[Dataset entries]
=== Section Start ===

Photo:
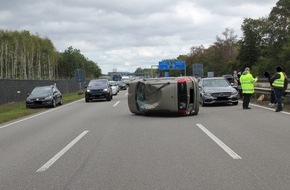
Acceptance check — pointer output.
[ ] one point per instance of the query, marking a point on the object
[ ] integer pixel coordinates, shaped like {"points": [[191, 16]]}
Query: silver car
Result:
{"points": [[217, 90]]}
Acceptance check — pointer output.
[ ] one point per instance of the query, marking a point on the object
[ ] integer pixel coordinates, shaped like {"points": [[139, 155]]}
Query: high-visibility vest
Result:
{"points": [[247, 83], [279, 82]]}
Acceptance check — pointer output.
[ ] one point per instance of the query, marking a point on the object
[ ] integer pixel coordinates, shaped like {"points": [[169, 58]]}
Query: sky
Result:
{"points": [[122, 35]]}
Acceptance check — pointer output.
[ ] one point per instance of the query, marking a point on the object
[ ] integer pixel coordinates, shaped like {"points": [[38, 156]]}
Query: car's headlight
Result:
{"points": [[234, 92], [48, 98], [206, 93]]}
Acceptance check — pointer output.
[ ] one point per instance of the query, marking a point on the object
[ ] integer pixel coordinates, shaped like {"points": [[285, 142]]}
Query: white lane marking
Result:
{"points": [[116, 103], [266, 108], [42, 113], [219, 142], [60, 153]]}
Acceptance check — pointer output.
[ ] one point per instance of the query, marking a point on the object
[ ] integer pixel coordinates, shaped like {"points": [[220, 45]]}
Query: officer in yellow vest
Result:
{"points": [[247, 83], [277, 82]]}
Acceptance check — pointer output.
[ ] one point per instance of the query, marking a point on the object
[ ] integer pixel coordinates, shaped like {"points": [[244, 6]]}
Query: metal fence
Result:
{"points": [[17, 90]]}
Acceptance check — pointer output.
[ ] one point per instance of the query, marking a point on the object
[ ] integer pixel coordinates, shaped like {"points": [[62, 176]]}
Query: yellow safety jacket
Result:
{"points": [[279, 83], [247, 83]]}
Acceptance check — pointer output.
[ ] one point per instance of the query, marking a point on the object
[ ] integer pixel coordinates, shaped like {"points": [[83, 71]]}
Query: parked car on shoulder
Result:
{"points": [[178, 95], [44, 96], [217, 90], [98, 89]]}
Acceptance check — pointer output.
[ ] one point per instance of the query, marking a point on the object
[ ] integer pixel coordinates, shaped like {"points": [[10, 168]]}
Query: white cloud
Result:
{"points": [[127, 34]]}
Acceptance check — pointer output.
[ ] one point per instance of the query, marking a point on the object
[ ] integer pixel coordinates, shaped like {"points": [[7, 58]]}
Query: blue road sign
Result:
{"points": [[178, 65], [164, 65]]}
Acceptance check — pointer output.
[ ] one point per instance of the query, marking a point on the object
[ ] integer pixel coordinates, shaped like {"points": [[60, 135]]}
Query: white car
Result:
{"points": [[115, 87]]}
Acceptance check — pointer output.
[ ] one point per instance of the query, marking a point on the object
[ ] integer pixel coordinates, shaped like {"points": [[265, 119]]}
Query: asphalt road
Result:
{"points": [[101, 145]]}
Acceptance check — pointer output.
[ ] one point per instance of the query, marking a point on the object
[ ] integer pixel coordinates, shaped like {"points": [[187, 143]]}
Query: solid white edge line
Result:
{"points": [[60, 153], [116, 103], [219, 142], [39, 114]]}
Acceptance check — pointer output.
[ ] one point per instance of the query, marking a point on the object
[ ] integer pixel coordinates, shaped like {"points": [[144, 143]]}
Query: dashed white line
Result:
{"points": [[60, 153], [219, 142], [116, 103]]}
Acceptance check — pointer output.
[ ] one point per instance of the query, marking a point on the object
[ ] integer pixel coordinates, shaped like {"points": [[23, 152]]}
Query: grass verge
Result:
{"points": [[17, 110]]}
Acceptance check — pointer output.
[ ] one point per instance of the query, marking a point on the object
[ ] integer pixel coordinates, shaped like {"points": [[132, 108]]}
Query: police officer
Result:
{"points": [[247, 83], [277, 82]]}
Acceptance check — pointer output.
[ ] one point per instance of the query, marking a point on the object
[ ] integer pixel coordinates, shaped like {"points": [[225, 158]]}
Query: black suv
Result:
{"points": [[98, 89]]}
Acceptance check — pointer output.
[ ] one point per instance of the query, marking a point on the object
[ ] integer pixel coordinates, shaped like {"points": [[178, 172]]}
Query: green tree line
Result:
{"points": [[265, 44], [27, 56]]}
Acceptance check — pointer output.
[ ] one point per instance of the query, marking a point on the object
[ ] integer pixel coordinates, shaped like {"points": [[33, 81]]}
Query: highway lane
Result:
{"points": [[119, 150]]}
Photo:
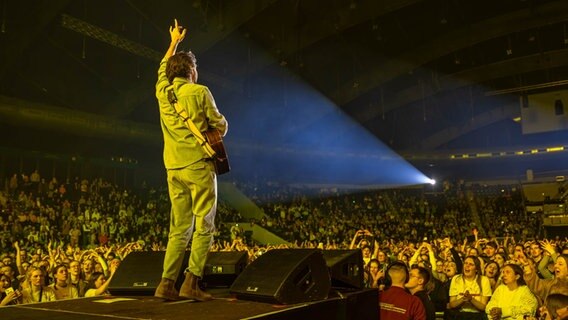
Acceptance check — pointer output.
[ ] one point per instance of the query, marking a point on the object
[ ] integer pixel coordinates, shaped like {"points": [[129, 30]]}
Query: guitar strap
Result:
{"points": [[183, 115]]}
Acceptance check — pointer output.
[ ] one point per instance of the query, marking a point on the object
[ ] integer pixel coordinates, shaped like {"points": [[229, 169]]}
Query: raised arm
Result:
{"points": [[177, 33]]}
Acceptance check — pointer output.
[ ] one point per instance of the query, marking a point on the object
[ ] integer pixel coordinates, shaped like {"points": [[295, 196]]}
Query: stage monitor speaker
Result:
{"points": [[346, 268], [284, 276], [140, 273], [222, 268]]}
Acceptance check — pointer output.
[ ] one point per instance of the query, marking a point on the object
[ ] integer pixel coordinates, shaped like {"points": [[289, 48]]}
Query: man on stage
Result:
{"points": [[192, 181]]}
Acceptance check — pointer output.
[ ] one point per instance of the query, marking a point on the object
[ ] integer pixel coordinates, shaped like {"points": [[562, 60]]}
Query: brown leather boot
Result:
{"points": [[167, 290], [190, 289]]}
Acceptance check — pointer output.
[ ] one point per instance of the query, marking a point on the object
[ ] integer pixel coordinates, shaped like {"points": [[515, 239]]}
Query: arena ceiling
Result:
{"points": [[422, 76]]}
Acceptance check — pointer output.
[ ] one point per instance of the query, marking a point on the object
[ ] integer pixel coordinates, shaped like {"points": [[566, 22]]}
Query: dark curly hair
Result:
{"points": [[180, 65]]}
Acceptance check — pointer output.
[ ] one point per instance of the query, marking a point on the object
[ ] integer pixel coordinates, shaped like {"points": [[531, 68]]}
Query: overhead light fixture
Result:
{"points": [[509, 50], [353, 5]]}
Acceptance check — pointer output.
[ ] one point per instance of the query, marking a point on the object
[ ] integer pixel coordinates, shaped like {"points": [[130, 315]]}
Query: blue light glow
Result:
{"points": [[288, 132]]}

=== Section End ===
=== Section Start ===

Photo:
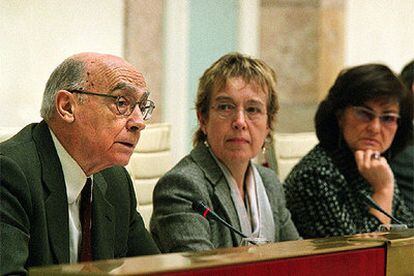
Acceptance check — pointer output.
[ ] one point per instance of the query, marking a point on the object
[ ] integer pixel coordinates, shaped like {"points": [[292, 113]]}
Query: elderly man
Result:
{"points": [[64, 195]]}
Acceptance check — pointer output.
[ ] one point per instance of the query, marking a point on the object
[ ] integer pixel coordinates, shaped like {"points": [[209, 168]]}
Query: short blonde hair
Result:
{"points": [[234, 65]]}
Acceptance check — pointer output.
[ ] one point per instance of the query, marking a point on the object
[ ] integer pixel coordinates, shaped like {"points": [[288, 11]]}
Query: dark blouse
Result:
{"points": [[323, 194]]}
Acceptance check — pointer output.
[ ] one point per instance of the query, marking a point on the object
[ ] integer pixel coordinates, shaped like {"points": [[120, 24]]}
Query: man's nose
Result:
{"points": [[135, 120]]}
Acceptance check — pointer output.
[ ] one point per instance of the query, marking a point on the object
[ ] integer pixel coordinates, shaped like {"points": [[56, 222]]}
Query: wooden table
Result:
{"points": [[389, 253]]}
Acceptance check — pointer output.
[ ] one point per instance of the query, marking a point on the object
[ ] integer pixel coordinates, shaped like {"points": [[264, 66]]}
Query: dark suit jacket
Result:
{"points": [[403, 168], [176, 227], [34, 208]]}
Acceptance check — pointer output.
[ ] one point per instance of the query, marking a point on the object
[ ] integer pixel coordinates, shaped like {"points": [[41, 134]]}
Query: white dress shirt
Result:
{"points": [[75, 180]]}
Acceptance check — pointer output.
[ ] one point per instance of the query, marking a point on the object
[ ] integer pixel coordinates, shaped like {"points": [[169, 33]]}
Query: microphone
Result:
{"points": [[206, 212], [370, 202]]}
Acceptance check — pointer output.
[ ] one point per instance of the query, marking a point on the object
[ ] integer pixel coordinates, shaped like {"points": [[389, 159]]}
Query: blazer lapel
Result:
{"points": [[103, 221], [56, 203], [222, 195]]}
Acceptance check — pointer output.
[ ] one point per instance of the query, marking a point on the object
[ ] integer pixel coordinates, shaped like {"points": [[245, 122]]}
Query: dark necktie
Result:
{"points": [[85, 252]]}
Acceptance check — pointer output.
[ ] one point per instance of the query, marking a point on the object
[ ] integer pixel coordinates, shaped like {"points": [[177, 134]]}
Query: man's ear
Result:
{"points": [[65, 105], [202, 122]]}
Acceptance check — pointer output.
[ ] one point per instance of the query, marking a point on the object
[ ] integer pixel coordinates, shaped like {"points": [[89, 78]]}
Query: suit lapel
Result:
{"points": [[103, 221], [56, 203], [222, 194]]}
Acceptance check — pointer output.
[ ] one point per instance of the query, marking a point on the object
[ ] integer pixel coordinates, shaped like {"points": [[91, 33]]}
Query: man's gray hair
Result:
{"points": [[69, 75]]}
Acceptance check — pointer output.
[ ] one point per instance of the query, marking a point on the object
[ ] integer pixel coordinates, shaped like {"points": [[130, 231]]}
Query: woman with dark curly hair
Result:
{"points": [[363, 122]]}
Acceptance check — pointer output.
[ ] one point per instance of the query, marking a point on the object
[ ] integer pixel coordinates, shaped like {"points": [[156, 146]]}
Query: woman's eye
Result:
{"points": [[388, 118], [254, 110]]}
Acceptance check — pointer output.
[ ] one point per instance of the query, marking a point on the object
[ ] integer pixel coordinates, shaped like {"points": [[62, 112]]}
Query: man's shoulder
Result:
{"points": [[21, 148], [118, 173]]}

=== Section End ===
=== Section Start ===

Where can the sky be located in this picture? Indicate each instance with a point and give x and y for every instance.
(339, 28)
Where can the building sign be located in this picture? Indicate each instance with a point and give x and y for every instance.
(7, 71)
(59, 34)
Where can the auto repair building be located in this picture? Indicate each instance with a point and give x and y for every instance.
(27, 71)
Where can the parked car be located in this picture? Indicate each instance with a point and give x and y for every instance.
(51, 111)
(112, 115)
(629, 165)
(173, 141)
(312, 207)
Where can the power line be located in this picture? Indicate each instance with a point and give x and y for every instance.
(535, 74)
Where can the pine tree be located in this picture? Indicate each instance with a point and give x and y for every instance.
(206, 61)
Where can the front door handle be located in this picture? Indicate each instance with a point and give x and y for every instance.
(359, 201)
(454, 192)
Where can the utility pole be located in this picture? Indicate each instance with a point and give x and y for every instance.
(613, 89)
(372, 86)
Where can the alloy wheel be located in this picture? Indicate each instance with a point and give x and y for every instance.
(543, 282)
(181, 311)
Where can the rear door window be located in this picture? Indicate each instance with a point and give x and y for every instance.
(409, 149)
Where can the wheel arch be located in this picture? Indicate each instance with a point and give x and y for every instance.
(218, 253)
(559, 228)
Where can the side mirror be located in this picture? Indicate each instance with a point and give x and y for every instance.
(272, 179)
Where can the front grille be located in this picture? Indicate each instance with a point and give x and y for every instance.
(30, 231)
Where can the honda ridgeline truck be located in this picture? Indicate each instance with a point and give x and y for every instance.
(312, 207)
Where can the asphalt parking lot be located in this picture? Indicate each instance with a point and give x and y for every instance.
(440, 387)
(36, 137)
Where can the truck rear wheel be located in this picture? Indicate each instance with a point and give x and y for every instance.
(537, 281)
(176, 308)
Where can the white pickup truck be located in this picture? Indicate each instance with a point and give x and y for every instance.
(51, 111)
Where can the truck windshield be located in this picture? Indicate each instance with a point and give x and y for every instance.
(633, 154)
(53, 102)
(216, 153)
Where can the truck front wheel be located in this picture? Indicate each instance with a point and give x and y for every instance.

=== Section End ===

• WHAT YOU NEED TO DO
Please return every line of the records above that contains the word "curly".

• OUTPUT BELOW
Query: dark curly hair
Query: woman with dark curly hair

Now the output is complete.